_DATA SECTION_.
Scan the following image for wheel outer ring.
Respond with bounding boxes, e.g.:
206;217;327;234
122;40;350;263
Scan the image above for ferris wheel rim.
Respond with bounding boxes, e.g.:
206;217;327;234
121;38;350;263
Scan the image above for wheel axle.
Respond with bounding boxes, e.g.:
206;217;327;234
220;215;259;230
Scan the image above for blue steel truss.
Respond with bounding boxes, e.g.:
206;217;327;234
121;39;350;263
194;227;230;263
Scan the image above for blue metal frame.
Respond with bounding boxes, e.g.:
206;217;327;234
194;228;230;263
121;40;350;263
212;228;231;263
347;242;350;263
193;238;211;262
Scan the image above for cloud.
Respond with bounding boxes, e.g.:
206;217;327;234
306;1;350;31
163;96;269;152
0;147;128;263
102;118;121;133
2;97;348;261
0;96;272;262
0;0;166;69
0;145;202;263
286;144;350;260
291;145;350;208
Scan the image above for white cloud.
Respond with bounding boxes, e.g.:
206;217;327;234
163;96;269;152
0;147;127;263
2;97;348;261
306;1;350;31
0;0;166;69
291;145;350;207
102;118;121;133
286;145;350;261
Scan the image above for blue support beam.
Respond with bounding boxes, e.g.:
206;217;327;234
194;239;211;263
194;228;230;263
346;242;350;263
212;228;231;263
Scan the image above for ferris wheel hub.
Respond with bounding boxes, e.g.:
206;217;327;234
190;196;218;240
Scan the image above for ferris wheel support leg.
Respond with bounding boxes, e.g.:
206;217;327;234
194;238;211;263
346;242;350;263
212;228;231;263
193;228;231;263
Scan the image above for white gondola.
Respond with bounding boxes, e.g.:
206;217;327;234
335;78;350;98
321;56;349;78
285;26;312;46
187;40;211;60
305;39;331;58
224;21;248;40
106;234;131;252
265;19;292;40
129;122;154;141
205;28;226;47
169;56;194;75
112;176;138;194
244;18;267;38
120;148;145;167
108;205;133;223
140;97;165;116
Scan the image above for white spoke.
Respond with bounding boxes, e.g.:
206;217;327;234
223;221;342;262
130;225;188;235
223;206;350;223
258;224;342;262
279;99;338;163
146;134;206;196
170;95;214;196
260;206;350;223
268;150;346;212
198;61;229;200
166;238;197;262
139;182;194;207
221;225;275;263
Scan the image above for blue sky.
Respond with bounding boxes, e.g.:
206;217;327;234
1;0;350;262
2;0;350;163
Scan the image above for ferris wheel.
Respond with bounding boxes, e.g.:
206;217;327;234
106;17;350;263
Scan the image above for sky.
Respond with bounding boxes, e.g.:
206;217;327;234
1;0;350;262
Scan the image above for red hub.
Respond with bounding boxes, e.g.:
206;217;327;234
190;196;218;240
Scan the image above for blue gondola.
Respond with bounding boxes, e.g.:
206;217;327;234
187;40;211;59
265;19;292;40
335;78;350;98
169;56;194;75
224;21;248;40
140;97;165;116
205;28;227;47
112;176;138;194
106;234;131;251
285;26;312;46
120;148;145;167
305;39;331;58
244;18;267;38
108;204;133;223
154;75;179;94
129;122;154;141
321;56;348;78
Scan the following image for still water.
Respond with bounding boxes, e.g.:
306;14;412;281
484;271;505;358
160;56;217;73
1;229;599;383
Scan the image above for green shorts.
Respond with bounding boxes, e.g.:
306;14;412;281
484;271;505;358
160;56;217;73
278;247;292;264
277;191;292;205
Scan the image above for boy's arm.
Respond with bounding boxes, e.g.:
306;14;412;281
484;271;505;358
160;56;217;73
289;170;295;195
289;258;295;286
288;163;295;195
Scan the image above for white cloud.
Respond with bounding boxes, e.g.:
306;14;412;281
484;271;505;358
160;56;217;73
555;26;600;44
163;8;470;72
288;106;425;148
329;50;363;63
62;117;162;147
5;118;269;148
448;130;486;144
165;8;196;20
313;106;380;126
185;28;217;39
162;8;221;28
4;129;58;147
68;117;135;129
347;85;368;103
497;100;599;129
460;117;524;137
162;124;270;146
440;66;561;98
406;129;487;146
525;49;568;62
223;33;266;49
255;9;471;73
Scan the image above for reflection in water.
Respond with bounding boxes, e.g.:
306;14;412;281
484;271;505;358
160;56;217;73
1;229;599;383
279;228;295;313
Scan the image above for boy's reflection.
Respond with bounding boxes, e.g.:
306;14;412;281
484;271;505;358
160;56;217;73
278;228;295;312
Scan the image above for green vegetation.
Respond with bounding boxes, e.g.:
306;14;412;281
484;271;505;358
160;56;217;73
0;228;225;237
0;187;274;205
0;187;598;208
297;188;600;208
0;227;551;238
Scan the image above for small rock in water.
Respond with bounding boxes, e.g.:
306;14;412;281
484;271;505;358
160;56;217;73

_WHAT IS REQUIRED_.
Each entry in the listing is to be output exactly as given.

_COMPLETED TASK_.
Scan the following image for wheel outer ring.
Respond with bounding boxes, e.g.:
206;217;327;234
122;40;350;263
Scan the image above for ferris wheel rim.
Respond with bounding boxes, e.g.:
206;217;327;234
121;38;350;263
Scan the image above for wheel axle.
Respond with bounding boxes, e.g.:
206;217;327;234
220;215;259;230
Scan the image above for blue steel truss.
Respond with bounding boxes, e.g.:
206;217;327;234
121;39;350;263
194;227;230;263
Scan the image above for blue metal frame.
Respond with bounding boxes, e.g.:
206;217;327;234
194;228;230;263
121;40;350;263
212;228;231;263
347;242;350;263
193;238;211;262
Scan the image above for cloud.
Respond with bounding boxes, e.g.:
206;217;327;234
306;1;350;31
163;96;269;152
0;147;128;263
102;118;121;133
2;97;348;261
0;96;272;262
0;0;166;69
0;145;202;263
286;144;350;260
291;145;350;208
Scan the image above for white cloud.
Respond with bounding boxes, e.g.:
206;217;327;234
163;96;269;152
0;147;127;263
2;97;348;261
306;1;350;31
0;0;166;69
291;145;350;207
102;118;121;133
286;145;350;261
Scan the image above for blue support beam.
Respond with bounding boxes, e.g.:
206;217;327;234
194;239;211;263
194;228;230;263
346;242;350;263
212;228;231;263
Scan the image above for ferris wheel hub.
Respond with bounding boxes, e.g.:
206;217;327;234
190;196;218;240
Scan the image above for ferris wheel support leg.
Respond with bounding boxes, e.g.:
206;217;327;234
194;238;211;263
346;242;350;263
212;228;231;263
193;228;231;263
Scan the image above for white gondola.
Respond with bounding boxes, e.g.:
206;217;327;234
335;78;350;98
321;56;349;78
285;26;312;46
187;40;211;60
305;39;331;58
224;21;248;40
106;234;131;252
265;19;292;40
129;122;154;141
205;28;226;47
169;56;194;75
112;176;138;194
244;18;267;38
120;148;145;167
108;205;133;223
140;97;165;116
Scan the image above for white spoke.
Respond with bounding boxes, e.g.:
206;217;327;234
223;221;342;262
130;225;188;235
223;206;350;223
258;224;342;262
279;99;338;163
146;134;206;196
170;95;214;196
260;206;350;223
268;150;346;212
198;61;229;200
166;238;197;262
139;182;194;207
221;225;275;263
Scan the image above for blue sky.
Respond with bounding boxes, e.g.:
206;217;327;234
1;0;350;262
2;0;350;163
Scan the image above for ferris wheel.
Respond with bounding boxes, e.g.:
206;217;327;234
106;17;350;263
Scan the image above for sky.
Respond with bounding boxes, e.g.:
206;217;327;234
1;0;350;262
Scan the image above for red hub.
Respond with bounding boxes, e.g.:
206;217;327;234
190;196;218;240
Scan the image above for blue gondola.
Respond with bounding boxes, e.g.:
206;217;327;234
187;40;211;59
265;19;292;40
335;78;350;98
169;56;194;75
224;21;248;40
140;97;165;116
205;28;227;47
112;176;138;194
106;234;131;251
285;26;312;46
120;148;145;167
305;39;331;58
244;18;267;38
108;204;133;223
154;75;179;94
129;122;154;141
321;56;348;78
Scan the following image for still water.
Respond with bounding boxes, e.g.:
306;14;412;281
484;271;505;358
160;56;217;73
1;229;599;383
Scan the image above for green shorts.
Respond with bounding boxes, e.g.:
306;14;412;281
484;271;505;358
160;56;217;73
278;247;292;264
277;191;292;205
Scan the image above for boy's arm.
Respond with bounding boxes, e.g.:
306;14;412;281
484;271;505;358
160;56;217;73
289;170;295;195
289;258;295;286
288;163;295;195
Scan the image above for white cloud.
Respond with bounding boxes, e.g.:
306;14;412;281
484;271;505;358
160;56;217;73
555;26;600;44
163;8;470;72
288;106;425;148
329;50;363;63
62;117;162;147
5;118;269;148
448;130;486;144
165;8;196;20
313;106;380;126
185;28;217;39
162;8;221;28
4;129;58;147
68;117;135;129
347;85;368;103
497;100;599;129
460;117;524;137
162;124;270;146
440;66;561;98
406;129;487;146
525;49;568;62
223;33;266;49
255;9;471;73
Scan the image above for reflection in water.
Respond with bounding boxes, e.g.:
306;14;412;281
484;271;505;358
160;56;217;73
1;229;599;383
279;228;295;313
Scan the image above for boy's reflection.
Respond with bounding boxes, e.g.:
306;14;412;281
484;271;505;358
160;56;217;73
278;228;295;312
Scan the image above for green vegetation.
Respond with bounding boxes, e.g.:
306;14;412;281
484;271;505;358
160;56;217;73
0;228;225;237
0;187;274;205
0;187;598;208
297;188;600;208
0;227;551;238
Scan the image above for small rock in water.
Respond with bounding boxes, e.g.:
306;14;412;281
484;271;505;358
160;56;217;73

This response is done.